== Work to be completed ==
Beginning with the line containing "Target: orange glow on horizon" and ending with the last line of the records, set down every line exactly.

[Saved entries]
════════════════════

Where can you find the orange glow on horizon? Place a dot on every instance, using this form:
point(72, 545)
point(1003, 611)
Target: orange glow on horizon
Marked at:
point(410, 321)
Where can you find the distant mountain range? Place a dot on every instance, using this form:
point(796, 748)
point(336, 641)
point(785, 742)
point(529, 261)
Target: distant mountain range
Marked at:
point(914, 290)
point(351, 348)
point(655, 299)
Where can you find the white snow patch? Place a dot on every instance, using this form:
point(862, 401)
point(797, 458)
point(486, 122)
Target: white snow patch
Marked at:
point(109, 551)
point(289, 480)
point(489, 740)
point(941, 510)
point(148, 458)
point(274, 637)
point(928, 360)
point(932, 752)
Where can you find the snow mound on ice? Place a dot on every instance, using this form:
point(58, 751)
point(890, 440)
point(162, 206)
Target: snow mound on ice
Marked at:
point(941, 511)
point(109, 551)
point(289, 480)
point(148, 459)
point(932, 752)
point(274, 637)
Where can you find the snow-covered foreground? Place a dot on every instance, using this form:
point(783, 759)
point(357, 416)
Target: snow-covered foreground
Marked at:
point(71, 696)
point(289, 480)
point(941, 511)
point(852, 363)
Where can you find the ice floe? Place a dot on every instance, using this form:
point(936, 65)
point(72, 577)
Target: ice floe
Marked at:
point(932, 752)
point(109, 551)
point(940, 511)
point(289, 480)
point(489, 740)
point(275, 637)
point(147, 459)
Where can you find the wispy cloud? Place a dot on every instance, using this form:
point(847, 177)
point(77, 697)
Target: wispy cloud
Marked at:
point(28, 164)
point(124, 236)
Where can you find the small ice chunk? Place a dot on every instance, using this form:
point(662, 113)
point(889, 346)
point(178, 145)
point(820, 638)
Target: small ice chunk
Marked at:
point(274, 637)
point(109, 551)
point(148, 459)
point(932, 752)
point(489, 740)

════════════════════

== Reply to the task ==
Target: orange glow on horizon
Marked at:
point(410, 321)
Where can you find the distant mountain range? Place a dot on every instance, using this form:
point(796, 748)
point(336, 641)
point(785, 742)
point(529, 261)
Target: distant mountain range
Marked at:
point(914, 290)
point(351, 348)
point(655, 299)
Where can you find the white snow patch? Place a dot on every instance, using this form:
point(862, 401)
point(797, 458)
point(486, 122)
Target: white snow patch
Marked at:
point(109, 551)
point(289, 480)
point(489, 740)
point(941, 510)
point(148, 458)
point(274, 637)
point(928, 360)
point(932, 752)
Where can you find the snow mound on ice? Place a dot on every instance, using this form:
point(58, 751)
point(890, 440)
point(162, 206)
Target: snow mound on ice
Marked at:
point(941, 511)
point(109, 551)
point(289, 480)
point(148, 459)
point(932, 752)
point(274, 637)
Where can you find the snow-covered foreground? Place a dot on every instance, using this form:
point(783, 759)
point(357, 416)
Target: snow-covered foreground
Marked at:
point(71, 696)
point(289, 480)
point(941, 511)
point(852, 363)
Where can you find the ice floe? Place a dot on every instance, using this form:
point(936, 65)
point(72, 577)
Target: ice floe
Marked at:
point(932, 752)
point(109, 551)
point(940, 511)
point(289, 480)
point(489, 740)
point(275, 637)
point(147, 459)
Where can you find the wispy cloud? Place a dot on every instance, using this form:
point(847, 177)
point(77, 697)
Target: wispy cloud
Marked at:
point(28, 164)
point(124, 236)
Where can you find the small ice chunk? Place a dot on every instance, using this form:
point(662, 113)
point(889, 346)
point(178, 145)
point(820, 638)
Target: small ice chunk
Marked at:
point(274, 637)
point(109, 551)
point(148, 459)
point(932, 752)
point(489, 740)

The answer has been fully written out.